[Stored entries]

··········

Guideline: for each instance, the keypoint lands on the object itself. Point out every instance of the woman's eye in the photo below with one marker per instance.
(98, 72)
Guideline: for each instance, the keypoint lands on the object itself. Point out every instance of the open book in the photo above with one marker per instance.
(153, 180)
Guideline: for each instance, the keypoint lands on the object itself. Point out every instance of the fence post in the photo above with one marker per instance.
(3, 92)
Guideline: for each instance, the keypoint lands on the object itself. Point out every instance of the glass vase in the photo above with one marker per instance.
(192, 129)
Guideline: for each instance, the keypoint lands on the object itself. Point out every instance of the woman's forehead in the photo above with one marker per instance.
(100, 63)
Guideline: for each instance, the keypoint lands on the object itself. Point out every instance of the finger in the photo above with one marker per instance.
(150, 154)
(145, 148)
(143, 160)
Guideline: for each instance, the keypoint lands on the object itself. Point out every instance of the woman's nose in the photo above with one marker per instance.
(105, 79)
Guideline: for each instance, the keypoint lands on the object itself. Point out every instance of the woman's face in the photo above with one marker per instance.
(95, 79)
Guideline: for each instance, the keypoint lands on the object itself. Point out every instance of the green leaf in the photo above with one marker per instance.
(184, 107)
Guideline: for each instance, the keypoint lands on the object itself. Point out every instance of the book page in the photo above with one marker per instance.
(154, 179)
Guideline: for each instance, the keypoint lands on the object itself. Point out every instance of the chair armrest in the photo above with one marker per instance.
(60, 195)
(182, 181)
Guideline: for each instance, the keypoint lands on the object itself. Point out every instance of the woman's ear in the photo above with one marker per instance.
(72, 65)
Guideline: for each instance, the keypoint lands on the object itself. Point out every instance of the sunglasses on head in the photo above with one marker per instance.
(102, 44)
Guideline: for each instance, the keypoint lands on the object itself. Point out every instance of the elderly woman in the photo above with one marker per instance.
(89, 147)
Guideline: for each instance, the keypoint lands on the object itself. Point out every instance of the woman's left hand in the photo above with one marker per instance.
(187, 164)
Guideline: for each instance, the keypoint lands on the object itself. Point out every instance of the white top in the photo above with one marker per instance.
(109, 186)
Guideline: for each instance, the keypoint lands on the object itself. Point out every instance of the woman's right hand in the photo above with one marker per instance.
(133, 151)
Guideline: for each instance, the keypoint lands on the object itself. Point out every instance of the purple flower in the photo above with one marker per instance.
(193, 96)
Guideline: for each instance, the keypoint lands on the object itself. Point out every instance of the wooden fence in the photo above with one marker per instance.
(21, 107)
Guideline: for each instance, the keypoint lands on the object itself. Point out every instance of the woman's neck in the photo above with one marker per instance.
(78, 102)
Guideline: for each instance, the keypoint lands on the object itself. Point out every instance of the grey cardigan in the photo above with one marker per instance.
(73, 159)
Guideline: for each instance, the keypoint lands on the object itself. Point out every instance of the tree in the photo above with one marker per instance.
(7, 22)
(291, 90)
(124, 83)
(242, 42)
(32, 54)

··········

### What you should do
Repeat exactly, and only, the lines from the line containing "of the grey" through the last line of the records above, both included.

### Answer below
Guideline: for each instance, the keypoint lands on the object itself. Point out every instance of the grey cardigan in the photo above with one marker per instance.
(73, 159)
Guideline: for each instance, the keypoint lands on the object itself. Point out every instance of the tree in the photo above with one marker per instance.
(7, 22)
(291, 90)
(124, 83)
(242, 42)
(32, 54)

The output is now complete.